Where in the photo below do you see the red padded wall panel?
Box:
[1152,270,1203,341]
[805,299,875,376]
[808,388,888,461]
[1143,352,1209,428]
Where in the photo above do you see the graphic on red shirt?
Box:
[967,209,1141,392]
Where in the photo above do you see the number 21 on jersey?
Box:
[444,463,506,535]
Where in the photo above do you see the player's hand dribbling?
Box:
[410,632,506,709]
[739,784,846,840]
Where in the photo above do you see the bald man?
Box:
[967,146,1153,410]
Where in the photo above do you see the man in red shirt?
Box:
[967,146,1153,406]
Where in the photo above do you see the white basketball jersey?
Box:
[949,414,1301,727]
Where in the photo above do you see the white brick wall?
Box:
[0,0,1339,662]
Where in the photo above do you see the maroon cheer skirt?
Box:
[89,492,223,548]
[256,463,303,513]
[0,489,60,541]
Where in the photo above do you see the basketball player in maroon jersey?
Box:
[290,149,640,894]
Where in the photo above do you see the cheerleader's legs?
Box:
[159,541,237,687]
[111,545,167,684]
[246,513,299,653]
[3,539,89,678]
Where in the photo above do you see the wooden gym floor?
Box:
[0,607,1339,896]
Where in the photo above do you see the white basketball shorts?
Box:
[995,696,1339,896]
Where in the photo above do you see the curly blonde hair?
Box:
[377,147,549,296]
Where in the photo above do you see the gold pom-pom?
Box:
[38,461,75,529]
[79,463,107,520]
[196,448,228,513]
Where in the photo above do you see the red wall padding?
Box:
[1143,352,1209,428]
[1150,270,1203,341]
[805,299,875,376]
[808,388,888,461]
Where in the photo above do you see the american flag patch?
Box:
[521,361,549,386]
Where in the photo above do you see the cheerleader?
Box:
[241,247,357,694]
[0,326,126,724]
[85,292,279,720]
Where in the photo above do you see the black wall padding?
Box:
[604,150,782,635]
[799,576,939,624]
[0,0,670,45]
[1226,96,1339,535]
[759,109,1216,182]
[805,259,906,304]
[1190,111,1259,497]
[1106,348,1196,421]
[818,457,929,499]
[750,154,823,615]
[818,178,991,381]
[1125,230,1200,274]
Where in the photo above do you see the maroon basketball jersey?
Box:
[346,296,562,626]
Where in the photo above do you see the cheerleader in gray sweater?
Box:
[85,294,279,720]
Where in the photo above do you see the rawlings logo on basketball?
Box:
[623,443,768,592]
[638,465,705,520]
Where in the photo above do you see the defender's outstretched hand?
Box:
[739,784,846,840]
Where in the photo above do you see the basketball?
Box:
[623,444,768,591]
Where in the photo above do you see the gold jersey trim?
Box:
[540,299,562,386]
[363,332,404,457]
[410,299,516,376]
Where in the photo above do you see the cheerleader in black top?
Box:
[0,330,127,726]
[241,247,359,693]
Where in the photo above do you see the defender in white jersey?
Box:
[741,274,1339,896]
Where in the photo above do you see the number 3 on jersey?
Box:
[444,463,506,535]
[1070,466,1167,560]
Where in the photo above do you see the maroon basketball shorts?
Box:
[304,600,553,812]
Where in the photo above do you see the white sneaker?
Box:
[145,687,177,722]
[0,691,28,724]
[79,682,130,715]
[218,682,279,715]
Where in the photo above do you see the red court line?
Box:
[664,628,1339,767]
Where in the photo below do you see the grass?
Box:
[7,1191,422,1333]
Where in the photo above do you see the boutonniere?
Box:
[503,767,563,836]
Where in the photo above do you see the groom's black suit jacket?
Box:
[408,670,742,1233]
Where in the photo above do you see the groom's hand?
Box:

--- Instruction ---
Switch "red shirt" to "crimson shirt" in the entries from the start through the line containing "[967,146,1153,406]". Give back only those lines, with everything else unchanged.

--- Completed task ---
Where in the photo below do you see the red padded wall panel?
Box:
[1152,270,1203,341]
[805,299,875,376]
[808,388,888,461]
[1143,352,1209,428]
Where in the photo above do you see the graphic on crimson shirt?
Box:
[967,209,1141,392]
Where in the photo above do you see the number 21 on jersey?
Box:
[444,463,506,535]
Where in the photo above do you see the player's hand dribbling?
Box:
[410,632,506,709]
[739,784,846,840]
Where in the photo above do you see the bald man?
Box:
[967,146,1153,410]
Where in the photo above do you see the man in crimson shirt?
Box:
[967,146,1153,406]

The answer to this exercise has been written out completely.